[STATED GOAL]
Print each of the rows below verbatim, without changing a single character.

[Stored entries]

────────────────────────────────────────

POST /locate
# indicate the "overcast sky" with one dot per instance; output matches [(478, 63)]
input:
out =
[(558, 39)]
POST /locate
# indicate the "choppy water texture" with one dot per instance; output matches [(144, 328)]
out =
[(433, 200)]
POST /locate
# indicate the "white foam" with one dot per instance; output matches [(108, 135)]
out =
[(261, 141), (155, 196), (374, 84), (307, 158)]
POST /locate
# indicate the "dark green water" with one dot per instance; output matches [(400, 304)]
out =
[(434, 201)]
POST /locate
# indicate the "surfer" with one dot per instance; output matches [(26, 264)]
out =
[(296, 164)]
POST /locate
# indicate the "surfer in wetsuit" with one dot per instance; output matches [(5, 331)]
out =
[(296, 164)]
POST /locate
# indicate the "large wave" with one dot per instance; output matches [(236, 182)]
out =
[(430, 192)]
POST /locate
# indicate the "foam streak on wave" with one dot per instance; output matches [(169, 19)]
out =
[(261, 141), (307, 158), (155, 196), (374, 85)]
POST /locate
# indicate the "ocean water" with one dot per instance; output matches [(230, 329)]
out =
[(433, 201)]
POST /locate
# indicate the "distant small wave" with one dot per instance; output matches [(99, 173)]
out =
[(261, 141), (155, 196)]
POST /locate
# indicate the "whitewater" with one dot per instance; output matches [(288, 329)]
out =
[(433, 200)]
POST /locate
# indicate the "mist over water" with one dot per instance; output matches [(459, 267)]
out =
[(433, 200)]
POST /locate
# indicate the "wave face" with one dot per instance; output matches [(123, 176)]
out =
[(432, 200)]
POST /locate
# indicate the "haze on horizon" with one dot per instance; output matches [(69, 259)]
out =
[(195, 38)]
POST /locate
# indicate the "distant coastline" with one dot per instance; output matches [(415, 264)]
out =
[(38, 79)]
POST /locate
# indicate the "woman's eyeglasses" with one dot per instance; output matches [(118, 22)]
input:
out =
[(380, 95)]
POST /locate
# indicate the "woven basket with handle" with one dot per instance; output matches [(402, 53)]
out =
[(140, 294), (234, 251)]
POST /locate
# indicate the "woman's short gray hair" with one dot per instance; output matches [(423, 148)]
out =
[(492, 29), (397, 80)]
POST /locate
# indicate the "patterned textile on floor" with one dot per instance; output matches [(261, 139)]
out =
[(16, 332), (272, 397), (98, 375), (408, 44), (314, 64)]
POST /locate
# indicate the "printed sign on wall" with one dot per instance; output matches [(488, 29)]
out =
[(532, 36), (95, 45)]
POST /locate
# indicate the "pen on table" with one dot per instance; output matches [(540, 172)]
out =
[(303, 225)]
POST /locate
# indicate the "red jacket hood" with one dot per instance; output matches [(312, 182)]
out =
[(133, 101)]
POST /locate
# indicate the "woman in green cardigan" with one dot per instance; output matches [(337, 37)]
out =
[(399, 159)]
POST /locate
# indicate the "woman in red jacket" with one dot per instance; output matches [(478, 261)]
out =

────────────────────────────────────────

[EXPECTED ANSWER]
POST /locate
# indicate the "overcast sky" with one dot per instance; output matches [(478, 63)]
input:
out =
[(558, 39)]
POST /locate
# indicate the "choppy water texture" with one dot per instance; output matches [(144, 328)]
out =
[(433, 200)]
POST /locate
# indicate the "white foam" with one dot per instance; output matches [(108, 135)]
out =
[(261, 141), (155, 196), (374, 84), (307, 158)]
POST /locate
# indicate the "dark green water" with one dot per instance; output matches [(400, 304)]
out =
[(434, 201)]
POST /locate
# indicate the "surfer" with one dot per instance; output matches [(26, 264)]
out =
[(296, 164)]
POST /locate
# indicate the "surfer in wetsuit" with one dot per instance; output matches [(5, 331)]
out =
[(296, 164)]
POST /locate
# indicate the "large wave" with one dot per instance; output matches [(236, 182)]
out =
[(430, 192)]
POST /locate
# indicate the "foam streak on wave" with one dot per instance; output matches [(169, 19)]
out =
[(261, 141), (307, 158), (155, 196), (374, 85)]
POST /locate
# indicate the "ocean water" with one dot per instance; output matches [(230, 329)]
out =
[(433, 201)]
POST /locate
# indicate the "distant small wave" with one dot per instance; output matches [(99, 173)]
out =
[(261, 141), (155, 196)]
POST /locate
# indicate the "whitewater" with one dot per instance; output matches [(288, 329)]
out =
[(433, 200)]
POST /locate
# indicate the "mist over water" with one dot per instance; output matches [(459, 267)]
out =
[(433, 200)]
POST /locate
# indicate the "wave face" with one dot per instance; output matches [(123, 176)]
out =
[(432, 200)]
POST /locate
# indicate the "haze on horizon" with one dot per instance; output matches [(69, 259)]
out =
[(195, 38)]
POST /locate
# indicate the "distant coastline" with one dot per instance; output matches [(415, 264)]
out =
[(38, 79)]
POST /locate
# indicate the "woman's eyeglasses" with one dot per instance; output matches [(118, 22)]
input:
out =
[(380, 95)]
POST /locate
# indicate the "woven basket with handle" with one dot per instance; output matches [(402, 53)]
out =
[(140, 294), (234, 251)]
POST /locate
# indicate the "woman's short gray hair" with one dot per instance; output matches [(423, 148)]
out =
[(492, 29), (397, 80)]
POST /locate
# indicate the "patterned textile on floor" with one dot per instance; output matches [(261, 139)]
out =
[(16, 332), (272, 397), (98, 375), (408, 44), (314, 64)]
POST /locate
# indicate the "printed sign on wall" with one dot per instance; output matches [(488, 29)]
out =
[(532, 36), (95, 45)]
POST /locate
# indicate the "pen on table" with one dot per instance; output matches [(540, 172)]
out =
[(303, 225)]
POST /locate
# indicate the "red jacket hood" with one dot per instance; output matches [(312, 182)]
out =
[(133, 101)]
POST /locate
# indicate the "woman in green cardigan" with one dot per instance; output matches [(337, 37)]
out =
[(399, 159)]
POST /locate
# indicate the "woman in red jacket" with one dot per instance; output matches [(478, 261)]
out =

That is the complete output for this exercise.